Task objective: Reproduce the listing below, changing every "simplified polygon" to "reduced polygon" and leaving all other text unchanged.

==========

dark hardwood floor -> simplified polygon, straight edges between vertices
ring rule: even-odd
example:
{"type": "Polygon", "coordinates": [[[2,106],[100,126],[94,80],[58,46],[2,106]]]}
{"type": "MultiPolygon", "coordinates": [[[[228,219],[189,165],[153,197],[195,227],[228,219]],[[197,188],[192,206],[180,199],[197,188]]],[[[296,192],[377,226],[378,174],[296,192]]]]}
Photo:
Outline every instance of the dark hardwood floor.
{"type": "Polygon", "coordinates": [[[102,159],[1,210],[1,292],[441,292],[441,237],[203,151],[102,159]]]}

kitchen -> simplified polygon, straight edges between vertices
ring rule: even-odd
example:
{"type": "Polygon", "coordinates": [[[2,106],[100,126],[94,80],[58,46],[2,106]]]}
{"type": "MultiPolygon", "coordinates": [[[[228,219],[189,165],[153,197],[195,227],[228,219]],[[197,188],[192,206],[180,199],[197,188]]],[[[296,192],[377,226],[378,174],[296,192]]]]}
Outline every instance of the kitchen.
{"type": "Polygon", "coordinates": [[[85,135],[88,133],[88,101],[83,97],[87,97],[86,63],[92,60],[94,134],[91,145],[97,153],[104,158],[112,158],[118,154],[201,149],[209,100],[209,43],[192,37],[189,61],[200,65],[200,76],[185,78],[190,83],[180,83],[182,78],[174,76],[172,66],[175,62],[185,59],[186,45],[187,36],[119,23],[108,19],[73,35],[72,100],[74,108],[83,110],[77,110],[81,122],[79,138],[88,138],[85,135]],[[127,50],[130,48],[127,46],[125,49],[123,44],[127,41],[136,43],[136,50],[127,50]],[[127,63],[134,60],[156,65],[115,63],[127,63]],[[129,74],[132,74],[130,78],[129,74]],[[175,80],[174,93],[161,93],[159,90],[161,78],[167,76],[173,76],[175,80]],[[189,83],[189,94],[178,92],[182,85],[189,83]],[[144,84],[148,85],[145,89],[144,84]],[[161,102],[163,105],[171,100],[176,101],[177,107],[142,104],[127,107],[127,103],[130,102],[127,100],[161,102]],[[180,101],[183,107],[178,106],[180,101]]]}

==========

Final result:
dark hardwood floor -> reduced polygon, straight edges between vertices
ring rule: even-odd
example:
{"type": "Polygon", "coordinates": [[[2,106],[100,126],[94,80],[58,46],[2,106]]]}
{"type": "MultiPolygon", "coordinates": [[[[228,219],[189,165],[153,197],[195,227],[228,219]],[[197,188],[192,206],[180,199],[197,188]]],[[[296,192],[377,226],[378,174],[296,192]]]]}
Photo:
Outline every instance of the dark hardwood floor.
{"type": "Polygon", "coordinates": [[[102,159],[1,210],[1,292],[441,292],[441,237],[203,151],[102,159]]]}

kitchen -> reduced polygon, straight edges between vertices
ring rule: even-odd
example:
{"type": "Polygon", "coordinates": [[[2,106],[100,126],[94,80],[58,46],[2,106]]]}
{"type": "MultiPolygon", "coordinates": [[[[228,219],[189,165],[153,197],[195,227],[228,219]],[[197,188],[192,206],[180,199],[197,188]]],[[[296,192],[377,226],[378,174],[296,192]]]]}
Outline every instance of the kitchen.
{"type": "Polygon", "coordinates": [[[85,135],[88,133],[88,101],[83,97],[87,97],[86,63],[92,60],[94,134],[91,145],[97,153],[104,158],[112,158],[118,154],[201,149],[209,100],[209,43],[192,37],[189,61],[200,65],[200,76],[185,78],[190,83],[180,83],[182,78],[174,76],[172,66],[175,62],[185,59],[186,45],[187,36],[119,23],[108,19],[73,35],[72,100],[74,108],[83,110],[77,110],[81,122],[79,138],[88,138],[85,135]],[[127,50],[130,48],[127,46],[125,49],[123,44],[127,41],[136,43],[136,50],[127,50]],[[127,63],[134,60],[156,65],[115,63],[127,63]],[[129,74],[132,74],[130,78],[129,74]],[[175,80],[174,93],[161,93],[159,90],[161,78],[167,76],[173,76],[175,80]],[[189,83],[189,94],[178,92],[182,85],[189,83]],[[144,84],[148,85],[145,89],[144,84]],[[161,102],[163,105],[171,100],[176,101],[177,107],[142,104],[127,107],[127,103],[130,102],[127,100],[161,102]],[[180,101],[183,107],[178,106],[180,101]]]}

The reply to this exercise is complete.